┌─ TEXT TO READ

With respect to your RV question,I know of no vehicles of any type with Cds as high as 1.0.The Volkswagen van of 1951 had Cd 0.75 and with rounding of the sides and roof leading edges,the drag dropped to Cd0.42.
Modern busses have Cds on the order of 0.20.With sculpting of the rear roof-line,and sides,that number can be reduced to Cd0.16.
18-wheelers of the 1970s,with Cd0.85 can and have been lowered to 0.24.
As far as formulas which would solve for the various forces as you would encounter on a real road ( curves,hills,wind spectra,temperature and weather variations,etc.),would require partial differential equations simultaneously solving for all those variables,something the big-boys won't even attempt.
If you want to get a "feel" for what's possible,use the force equation Trebuchet provided for the aero portion.Think straight and level roads,with no wind or very light wind and no cross-wind.That will get you out of a lot of calculus and trig.

└─
┌─ DATASET EXTRACT

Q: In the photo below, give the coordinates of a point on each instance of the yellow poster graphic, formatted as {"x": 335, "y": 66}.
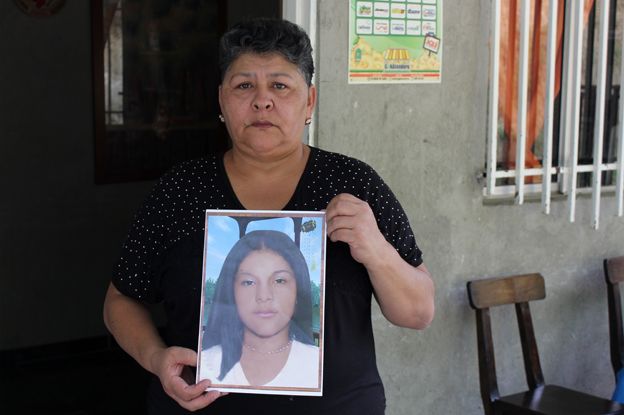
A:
{"x": 395, "y": 41}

└─

• **OBJECTIVES**
A. Answer from the post on vehicle drag:
(i) What drag coefficient did the 1951 Volkswagen van have?
(ii) With sculpting of the rear roof-line and sides, to what drag coefficient can modern buses be reduced?
(iii) To what drag coefficient have 18-wheelers of the 1970s been lowered?
B. From the post on vehicle drag, write out the stretch from "As far as formulas" through "won't even attempt.".

• **SOLUTION SET**
A.
(i) Cd 0.75
(ii) Cd 0.16
(iii) 0.24

B.
As far as formulas which would solve for the various forces as you would encounter on a real road ( curves,hills,wind spectra,temperature and weather variations,etc.),would require partial differential equations simultaneously solving for all those variables,something the big-boys won't even attempt.